EXERCISE INSTRUCTIONS = Render each line of the listing below as a Markdown table with the columns Number and Content. Skip blank lines and leave out the picture.

________________________________________

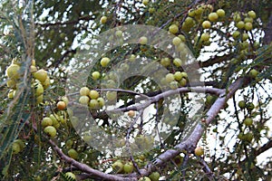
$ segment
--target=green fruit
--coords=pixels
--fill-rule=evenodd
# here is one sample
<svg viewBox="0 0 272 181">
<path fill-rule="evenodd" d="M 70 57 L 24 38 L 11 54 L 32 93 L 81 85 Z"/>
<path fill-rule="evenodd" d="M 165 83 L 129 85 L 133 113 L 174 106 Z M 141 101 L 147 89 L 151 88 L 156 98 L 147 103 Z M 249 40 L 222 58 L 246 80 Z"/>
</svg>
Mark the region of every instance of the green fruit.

________________________________________

FULL SOLUTION =
| Number | Content |
|---|---|
| 1 | $ segment |
| 2 | --target=green fruit |
| 3 | --coords=pixels |
| 4 | --fill-rule=evenodd |
| 5 | # here is one sample |
| 6 | <svg viewBox="0 0 272 181"> |
| 7 | <path fill-rule="evenodd" d="M 70 57 L 24 38 L 11 54 L 32 93 L 81 85 Z"/> |
| 8 | <path fill-rule="evenodd" d="M 165 83 L 129 85 L 133 113 L 174 106 Z M 141 101 L 147 89 L 151 88 L 156 98 L 147 103 Z M 249 40 L 222 58 L 246 80 Z"/> |
| 9 | </svg> |
| 10 | Mark the region of every instance of the green fruit. |